[What to work on]
Would you reproduce all of the entries below, character for character?

[Supplied records]
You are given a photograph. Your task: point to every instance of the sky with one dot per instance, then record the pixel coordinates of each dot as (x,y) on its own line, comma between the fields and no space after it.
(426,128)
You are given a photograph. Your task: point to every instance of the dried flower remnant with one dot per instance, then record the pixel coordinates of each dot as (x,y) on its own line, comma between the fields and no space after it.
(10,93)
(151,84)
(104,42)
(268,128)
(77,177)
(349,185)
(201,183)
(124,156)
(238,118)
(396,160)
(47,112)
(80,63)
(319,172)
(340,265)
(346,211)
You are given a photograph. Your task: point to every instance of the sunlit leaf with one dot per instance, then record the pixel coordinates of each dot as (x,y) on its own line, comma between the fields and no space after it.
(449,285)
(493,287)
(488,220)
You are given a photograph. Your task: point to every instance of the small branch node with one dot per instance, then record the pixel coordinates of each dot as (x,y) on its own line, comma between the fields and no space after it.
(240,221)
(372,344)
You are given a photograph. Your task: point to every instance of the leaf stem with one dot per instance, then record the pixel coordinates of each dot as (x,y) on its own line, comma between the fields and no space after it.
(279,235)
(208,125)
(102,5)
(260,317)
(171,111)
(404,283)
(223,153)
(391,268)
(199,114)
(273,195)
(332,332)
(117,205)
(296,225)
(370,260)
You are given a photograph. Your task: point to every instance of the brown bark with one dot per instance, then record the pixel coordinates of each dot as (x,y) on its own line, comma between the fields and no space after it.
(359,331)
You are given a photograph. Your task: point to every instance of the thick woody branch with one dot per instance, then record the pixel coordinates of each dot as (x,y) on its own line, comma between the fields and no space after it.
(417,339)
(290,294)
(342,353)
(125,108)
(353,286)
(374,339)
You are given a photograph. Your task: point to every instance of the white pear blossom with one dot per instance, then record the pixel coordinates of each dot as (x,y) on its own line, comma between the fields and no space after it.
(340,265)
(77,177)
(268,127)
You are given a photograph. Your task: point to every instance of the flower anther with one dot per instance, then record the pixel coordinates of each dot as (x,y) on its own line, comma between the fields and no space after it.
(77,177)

[Reply to the exercise]
You are given a photograph. Your task: point to every instance of the sky with one dot per instance, then record the pixel coordinates of each dot as (x,y) on its own line, comma between the fields and no space after it.
(426,128)
You are given a photograph. Your task: point to every instance of the dried flower remnant with one dot per instance, then record the pixel coordinates of each dot as (x,y) on its own line, comma between the fields and no space after it.
(10,93)
(151,84)
(104,42)
(268,128)
(77,177)
(349,185)
(201,183)
(124,156)
(238,118)
(396,160)
(47,112)
(80,63)
(319,172)
(340,265)
(346,211)
You are given a photograph. Your task: point to every instance of the sunlit leaf with one dot per instance, then record the pixel coordinates of each dot as (x,y) on its own line, comma between the fields and no space after it.
(449,285)
(493,287)
(488,220)
You are given a photograph. Your task: point to every instance of the small branch node with one dot per instance, then record the pixel coordinates of each dot as (x,y) on its own line, comma between the fields and no space after it.
(240,221)
(372,344)
You are given a photograph. Your task: point to every instance of the leaf stem with one dot per instance, then record the pixel coordinates of each dot as (x,y) on its own line, comma between the fields and no space after it.
(279,235)
(208,125)
(102,5)
(260,317)
(171,111)
(404,283)
(223,153)
(391,268)
(199,114)
(273,195)
(332,332)
(117,205)
(296,225)
(370,260)
You are given a photograph. Your task: point to every instance of the brown bark with one dot per instance, then record the pixel coordinates of each dot as (x,y) on its own line, comma between the fields and no space after it.
(359,331)
You are given a photograph. Your task: point to every instance of the thick woody branch with one dot per instance, then record the pixel coordinates of each dot as (x,y) on its own line, comma between the fields and no space after it.
(417,339)
(290,294)
(342,353)
(125,108)
(353,286)
(374,339)
You are given a photograph. Your task: point to every instance of the white pear blossom with one dot per instance, then record the pixel coordinates of each dot as (x,y) on its own line, comma between the fields and no space after it.
(340,265)
(77,177)
(268,127)
You are given a photograph. Your task: point to every instance of the flower anther with one dot per instance, then record the pixel coordinates of each dot as (x,y) on its own line, comma between the fields and no space after it.
(77,177)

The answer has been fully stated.